(Dataset items)
——————
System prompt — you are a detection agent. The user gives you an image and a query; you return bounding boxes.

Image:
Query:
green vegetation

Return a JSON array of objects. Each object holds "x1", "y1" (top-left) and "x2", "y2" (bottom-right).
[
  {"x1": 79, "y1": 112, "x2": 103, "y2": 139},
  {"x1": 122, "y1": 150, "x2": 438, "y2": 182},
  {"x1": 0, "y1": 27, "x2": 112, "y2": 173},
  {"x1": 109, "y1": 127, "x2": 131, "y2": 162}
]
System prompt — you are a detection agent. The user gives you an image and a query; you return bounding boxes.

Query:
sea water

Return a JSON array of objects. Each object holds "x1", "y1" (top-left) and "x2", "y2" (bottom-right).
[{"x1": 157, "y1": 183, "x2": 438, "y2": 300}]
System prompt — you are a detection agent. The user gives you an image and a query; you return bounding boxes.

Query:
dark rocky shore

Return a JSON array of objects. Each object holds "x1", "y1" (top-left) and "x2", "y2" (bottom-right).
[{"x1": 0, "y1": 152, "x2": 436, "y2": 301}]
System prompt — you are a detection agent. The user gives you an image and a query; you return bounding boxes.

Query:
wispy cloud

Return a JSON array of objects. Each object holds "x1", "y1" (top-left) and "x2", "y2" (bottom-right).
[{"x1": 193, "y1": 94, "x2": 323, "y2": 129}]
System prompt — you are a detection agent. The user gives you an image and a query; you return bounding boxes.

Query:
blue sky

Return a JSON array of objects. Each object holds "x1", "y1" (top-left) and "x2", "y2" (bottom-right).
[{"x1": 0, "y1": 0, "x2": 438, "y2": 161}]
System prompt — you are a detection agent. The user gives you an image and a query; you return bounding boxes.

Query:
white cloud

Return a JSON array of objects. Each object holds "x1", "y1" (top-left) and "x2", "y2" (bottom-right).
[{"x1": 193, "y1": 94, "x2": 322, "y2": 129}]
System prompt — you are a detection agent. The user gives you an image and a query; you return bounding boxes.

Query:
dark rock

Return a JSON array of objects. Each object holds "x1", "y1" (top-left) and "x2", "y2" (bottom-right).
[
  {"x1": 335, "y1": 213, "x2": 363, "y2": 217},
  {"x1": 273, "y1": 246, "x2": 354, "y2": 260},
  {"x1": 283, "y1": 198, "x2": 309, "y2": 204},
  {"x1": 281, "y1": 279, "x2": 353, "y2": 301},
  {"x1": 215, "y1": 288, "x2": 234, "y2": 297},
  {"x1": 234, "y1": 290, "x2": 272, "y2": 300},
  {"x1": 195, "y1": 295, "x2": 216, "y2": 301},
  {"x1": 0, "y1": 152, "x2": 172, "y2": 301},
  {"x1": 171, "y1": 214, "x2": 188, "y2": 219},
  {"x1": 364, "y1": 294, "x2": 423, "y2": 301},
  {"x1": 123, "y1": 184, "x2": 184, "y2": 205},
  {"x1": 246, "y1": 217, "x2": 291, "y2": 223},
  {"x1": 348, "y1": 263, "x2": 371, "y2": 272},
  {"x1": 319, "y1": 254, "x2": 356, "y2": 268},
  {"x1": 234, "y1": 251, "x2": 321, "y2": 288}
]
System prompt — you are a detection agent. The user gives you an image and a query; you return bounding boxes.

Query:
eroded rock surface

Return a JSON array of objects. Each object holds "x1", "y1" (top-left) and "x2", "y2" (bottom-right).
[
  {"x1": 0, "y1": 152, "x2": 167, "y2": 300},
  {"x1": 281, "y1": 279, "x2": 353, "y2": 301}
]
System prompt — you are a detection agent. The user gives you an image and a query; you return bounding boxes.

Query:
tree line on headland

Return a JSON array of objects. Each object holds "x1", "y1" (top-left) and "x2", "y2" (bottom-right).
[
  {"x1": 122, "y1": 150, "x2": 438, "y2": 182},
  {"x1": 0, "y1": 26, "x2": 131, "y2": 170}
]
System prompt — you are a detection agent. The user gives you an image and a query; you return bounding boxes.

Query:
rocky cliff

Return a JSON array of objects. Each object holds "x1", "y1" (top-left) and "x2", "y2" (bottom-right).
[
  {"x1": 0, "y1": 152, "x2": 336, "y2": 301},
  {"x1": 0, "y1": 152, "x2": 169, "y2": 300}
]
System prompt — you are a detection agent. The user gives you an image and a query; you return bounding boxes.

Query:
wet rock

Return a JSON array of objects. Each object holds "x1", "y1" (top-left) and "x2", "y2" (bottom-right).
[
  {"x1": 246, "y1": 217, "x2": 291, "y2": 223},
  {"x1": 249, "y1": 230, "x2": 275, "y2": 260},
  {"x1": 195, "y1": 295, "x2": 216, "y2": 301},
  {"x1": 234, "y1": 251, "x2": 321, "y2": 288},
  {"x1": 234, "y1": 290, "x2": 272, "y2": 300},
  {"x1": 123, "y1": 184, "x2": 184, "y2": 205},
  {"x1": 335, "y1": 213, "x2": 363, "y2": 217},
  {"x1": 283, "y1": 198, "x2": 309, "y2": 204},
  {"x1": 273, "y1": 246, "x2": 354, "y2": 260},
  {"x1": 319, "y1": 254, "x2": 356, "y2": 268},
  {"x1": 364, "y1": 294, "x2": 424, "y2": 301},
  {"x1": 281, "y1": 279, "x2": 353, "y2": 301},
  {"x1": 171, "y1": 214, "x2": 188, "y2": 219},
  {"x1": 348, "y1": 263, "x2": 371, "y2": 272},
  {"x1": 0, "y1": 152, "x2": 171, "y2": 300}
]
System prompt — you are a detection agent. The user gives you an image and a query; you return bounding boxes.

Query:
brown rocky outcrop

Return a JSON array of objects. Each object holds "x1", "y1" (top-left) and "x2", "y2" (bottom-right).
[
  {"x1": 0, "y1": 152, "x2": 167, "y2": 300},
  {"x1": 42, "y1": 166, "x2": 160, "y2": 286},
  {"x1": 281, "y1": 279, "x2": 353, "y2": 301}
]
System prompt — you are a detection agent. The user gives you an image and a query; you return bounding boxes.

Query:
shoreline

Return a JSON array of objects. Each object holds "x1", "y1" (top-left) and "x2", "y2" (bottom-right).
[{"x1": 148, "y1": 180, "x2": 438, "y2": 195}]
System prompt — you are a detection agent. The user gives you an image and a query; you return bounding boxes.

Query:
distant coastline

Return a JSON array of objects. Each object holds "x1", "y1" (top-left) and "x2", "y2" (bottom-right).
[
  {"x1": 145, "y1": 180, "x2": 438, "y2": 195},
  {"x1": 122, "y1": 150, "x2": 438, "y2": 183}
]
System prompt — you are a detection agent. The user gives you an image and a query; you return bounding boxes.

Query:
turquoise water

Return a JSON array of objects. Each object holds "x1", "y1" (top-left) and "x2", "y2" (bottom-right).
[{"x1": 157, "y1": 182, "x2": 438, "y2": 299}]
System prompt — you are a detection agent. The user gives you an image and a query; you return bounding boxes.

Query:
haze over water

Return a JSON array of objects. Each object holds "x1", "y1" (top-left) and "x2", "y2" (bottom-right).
——————
** STATED EXERCISE **
Extract every line in the records that contains the string "water". The match is case-sensitive.

** EXERCISE RESPONSE **
sea water
turquoise water
haze over water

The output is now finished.